* _Seite_:
Erst einmal dominiert hier natürlich in Richtung Nordwesten der Uralt-Vulkan Monte Amiata, dessen grandiose Kastanienwälder traditionsbewusste Einheimische durchaus auch „unsere Gärten“ nennen. Dann schweift der Blick weiter Richtung Nordosten hinüber zur grandiose Kulisse des einst mächtigen Dörfchens Radicofani, das stolz auf eiern Hügelkuppe steht. Während der Zeiten der Grand Tour besaß es den zweifelhaften Ruf, eine der gefährlichsten Übernachtungs-Stationen für vermögende Reisende zu sein. Nicht selten wurden sie damals ausgeraubt.
Und zu unseren Füßen erstreckt sich dann das Dächermeer der Altstadt von Piancastagnaio. Prächtig ist die Kulisse rund um den Uhrenturm, des Torre dell`Orologio an der zentralen Piazza dell’Orologio, prächtig sind die Kirchen, prächtig auch der 1603 vom Marchese (Markgraf) Giovan Battista Bourbon del Monte errichtete Palast! Allerdings. Er ist eingerüstet, wird derzeit aufwendig restauriert. Dies tat auch Not, denn jahrelang war der baufällige Palazzo samt angrenzendem Garten verwaist. Es hatten sich sogar schon Legenden um den Brunnen im Belvedere des Palazzo gebildet: Er wurde „Piatto delle Streghe“ genannt, ein Ort, wo sich „Hexen“ trafen. Aber, „tempi passati“, lange ist es her. Und wir eilen die Stufen wieder hinab in Richtung Erdgeschoss des Kastells, das ab 1208 von den Aldobrandeschi, nicht ohne nochmals einen Blick auf die bemerkenswerten Ausstellungsobjekte zu werfen, die Piancastagnaios Geschichte illustrieren und zudem regelmäßig durch weitere Sonderausstellungen aufgewertet werden.
Eines der schönsten Objekte ist dabei ein sehr moderner, wunderschöner, von einem Künstler bemalter Keramikteller. Und mit dem hat es eine besondere Bewandtnis: Dieser „Cupello“ genannte Teller wurde für das größte Ereignis im Jahreslauf von Piancastagnaio, den Palio gefertigt. Denn jährlich vom 1.8. bis zum 18.8. steht ganz Piancastagnaio Kopf. Dabei geht es aber nicht nur um das Pferderennen und um den Siegespreis, den Palio aus Seide. Denn das Rennen findet ganz zum Schluss der Festivitäten, am 18.8. statt. Der jährlich neu von einem lokalen Künstler oder eiern Künstlerin geschaffene „Cupello“ hingegen wandert in den Besitz jenes Stadtviertels, einer Contrade, die sich während der gesamten Festivitäten am allerbesten zu präsentieren vermag. Dieser „Cupello“ ist somit mindestens so heiß begehrt wie der Palio selbst. Denn die Regularien sind streng, schließlich geht es beim Palio längst nicht nur um sportliche Ehren. Verlesen werden z. B. am 17.8. direkt an der Piazza della Rocca alljährlich die ersten Stadtstatuten von 1416!

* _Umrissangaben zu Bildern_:

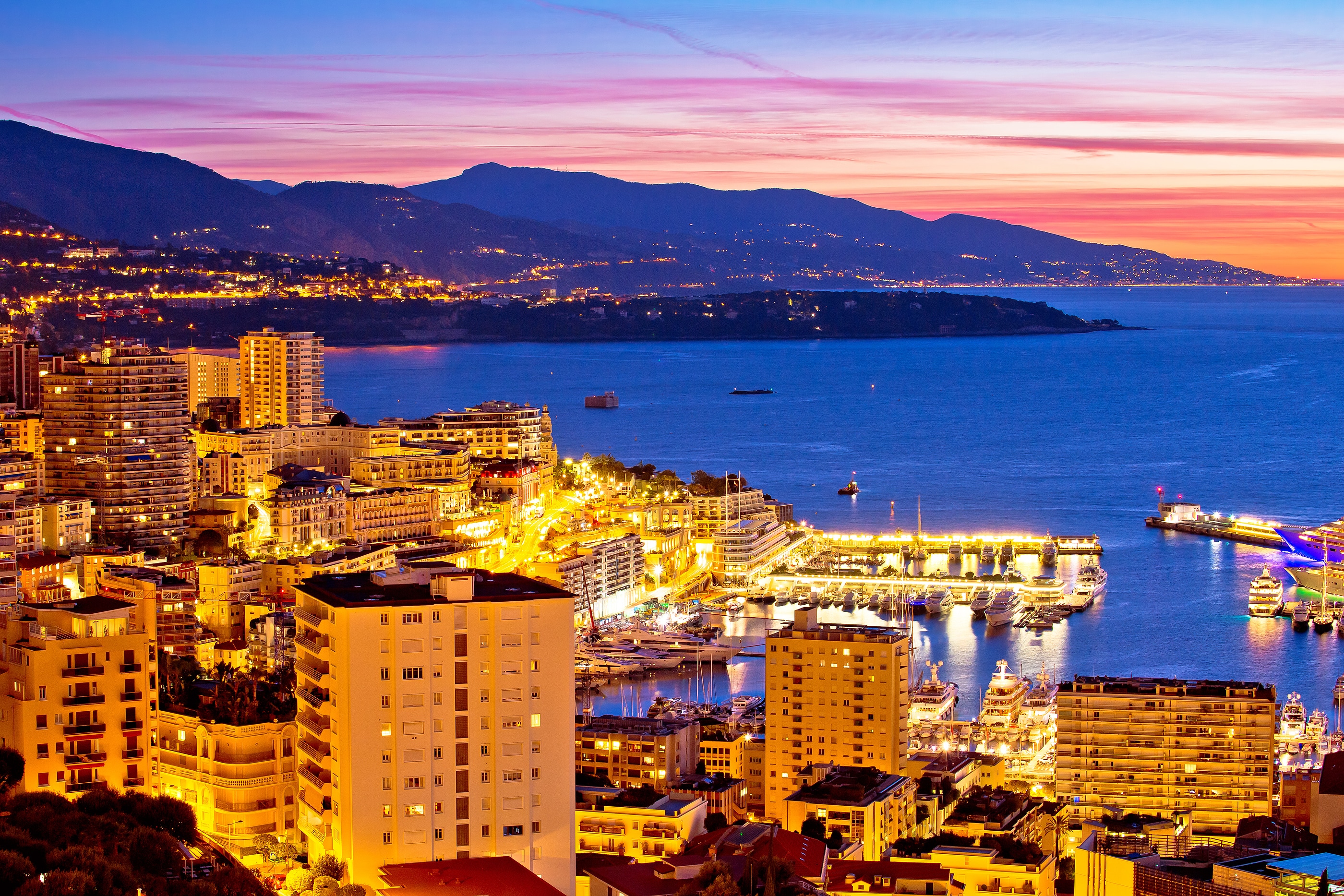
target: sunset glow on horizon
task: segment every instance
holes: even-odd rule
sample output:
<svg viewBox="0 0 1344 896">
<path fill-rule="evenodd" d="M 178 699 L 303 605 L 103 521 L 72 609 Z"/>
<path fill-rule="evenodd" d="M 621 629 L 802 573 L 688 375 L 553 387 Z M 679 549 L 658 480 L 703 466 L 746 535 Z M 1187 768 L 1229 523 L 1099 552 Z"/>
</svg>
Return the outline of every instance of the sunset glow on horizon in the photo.
<svg viewBox="0 0 1344 896">
<path fill-rule="evenodd" d="M 0 118 L 233 177 L 485 161 L 1344 278 L 1344 15 L 1298 4 L 9 11 Z"/>
</svg>

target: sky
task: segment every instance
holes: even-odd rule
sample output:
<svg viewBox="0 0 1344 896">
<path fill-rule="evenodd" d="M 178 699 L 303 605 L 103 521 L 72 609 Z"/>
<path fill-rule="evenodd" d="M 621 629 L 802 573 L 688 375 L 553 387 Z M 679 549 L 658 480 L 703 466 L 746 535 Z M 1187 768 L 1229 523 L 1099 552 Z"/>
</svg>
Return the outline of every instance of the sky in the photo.
<svg viewBox="0 0 1344 896">
<path fill-rule="evenodd" d="M 233 177 L 802 187 L 1298 277 L 1344 278 L 1341 113 L 1337 3 L 126 0 L 0 34 L 0 117 Z"/>
</svg>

* _Anforderung_: Führen Sie den Text über Piancastagnaio im gleichen Stil nach seinem letzten Satz weiter. Die Zeilen haben eine andere Herkunft als der Text über Piancastagnaio.

* _Ergebnis_:
Und natürlich müssen sich die Vier Stadtviertel von Piancastagnaio den strikten Statuen des Palio unterwerfen. Angefangen bei der Wahl der historischen Kostüme, die auf die lange, mindestens bis ins 16. Jahrhundert zurück verfolgbaren Ursprünge des Palio verweisen, bis hin zur Präsentation der Viertel zu den Umzügen, ist alles im Detail geregelt. So drohen schon schärfste Punktabzüge, wenn auch nur ein Teilnehmer eine Brille trägt! Denn die war dem einfachen Volk im 16. Jahrhundert einfach nicht zugänglich. Und wer in Turnschuhen aufläuft, muss gleich direkt die Disqualifikation fürchten. Für die Umsetzung sorgen die Contrade, die Palio-Vereine der Stadtviertel. Dies sind die Contrade Borgo mit gelb-blauem Wappen mit schwarzem Pferd, die Contrade Coro mit rot-schwarzes Wappen mit goldenem Adler, die Contrade Castello mit rot-grünem Wappen mit goldener Burg und die Contrade Voltaia mit schwarz-weißem Wappen samt Eiche im Stadttor.
Wir besuchen alle vier „Hauptquartiere“ dieser Contraden, die sämtlich zu herrlichen Palio-Museen transformiert sind und stolz ihre Siegestrophäen vorzeigen – darunter natürlich auch die gewonnenen Keramikteller, die „Cupelli“. Zu bewundern sind natürlich auch die zum Palio in den Gassen aufgehängten historischen Leuchter, zahllose Dokumente, Fotografien und die Wahlsprüche der Contrade. Schön auch, dass auf einer solchen Treppauf-treppab-Museumstour auf den Spuren des Palio die restlichen Sehenswürdigkeiten von Piancastagnaio nicht zu kurz kommen.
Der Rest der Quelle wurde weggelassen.